**Description of the task**
Copy out all the records exactly.

**Dataset content**
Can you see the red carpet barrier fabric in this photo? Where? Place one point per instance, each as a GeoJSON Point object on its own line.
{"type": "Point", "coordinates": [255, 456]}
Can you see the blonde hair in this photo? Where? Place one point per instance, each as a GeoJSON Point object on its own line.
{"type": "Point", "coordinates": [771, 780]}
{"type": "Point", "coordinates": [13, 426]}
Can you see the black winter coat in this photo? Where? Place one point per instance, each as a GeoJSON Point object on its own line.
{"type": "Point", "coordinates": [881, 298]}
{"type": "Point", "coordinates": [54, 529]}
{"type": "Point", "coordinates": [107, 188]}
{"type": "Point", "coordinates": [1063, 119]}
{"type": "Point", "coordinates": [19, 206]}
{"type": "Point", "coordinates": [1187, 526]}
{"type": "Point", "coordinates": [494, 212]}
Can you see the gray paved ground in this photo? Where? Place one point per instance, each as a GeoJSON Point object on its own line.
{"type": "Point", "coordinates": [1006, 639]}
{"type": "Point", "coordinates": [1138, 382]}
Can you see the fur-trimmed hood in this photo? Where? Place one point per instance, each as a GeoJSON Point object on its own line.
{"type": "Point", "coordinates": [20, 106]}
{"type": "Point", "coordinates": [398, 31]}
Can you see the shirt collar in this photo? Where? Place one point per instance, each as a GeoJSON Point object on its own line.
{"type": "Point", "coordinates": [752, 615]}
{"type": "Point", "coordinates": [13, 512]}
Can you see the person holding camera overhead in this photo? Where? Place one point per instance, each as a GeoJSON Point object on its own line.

**Result of the task**
Can you see the red carpet barrier fabric in this photo? Where? Place one point per instance, each as a GeoJSON Point object on its own line.
{"type": "Point", "coordinates": [255, 456]}
Can you see the blonde hair in this photo? Where? Place one point per instance, each as a GeoJSON Point object on its own line.
{"type": "Point", "coordinates": [771, 780]}
{"type": "Point", "coordinates": [13, 426]}
Can you see the black winter coat in this photo? Where? Place one point per instance, each as a GeoJSON Point object on its own line.
{"type": "Point", "coordinates": [881, 298]}
{"type": "Point", "coordinates": [54, 529]}
{"type": "Point", "coordinates": [107, 188]}
{"type": "Point", "coordinates": [1063, 119]}
{"type": "Point", "coordinates": [19, 206]}
{"type": "Point", "coordinates": [1187, 526]}
{"type": "Point", "coordinates": [494, 212]}
Can you see the gray paved ground in this photo? Where? Place one point per instance, each as a GeoJSON Point object on its own line.
{"type": "Point", "coordinates": [1006, 639]}
{"type": "Point", "coordinates": [1138, 382]}
Can you see the fur-trimmed hood in this photo? Where? Place one point per instance, each as a GeoJSON Point object on its own line.
{"type": "Point", "coordinates": [20, 106]}
{"type": "Point", "coordinates": [398, 31]}
Can you see the shirt collar in this photo? Where? Place one point per instance, each as a GeoJSON Point object on its own line.
{"type": "Point", "coordinates": [752, 615]}
{"type": "Point", "coordinates": [13, 512]}
Can you see the person holding camera overhead in this photo? Where? Place one point per instance, each as a GeoJSON Point object on its own line.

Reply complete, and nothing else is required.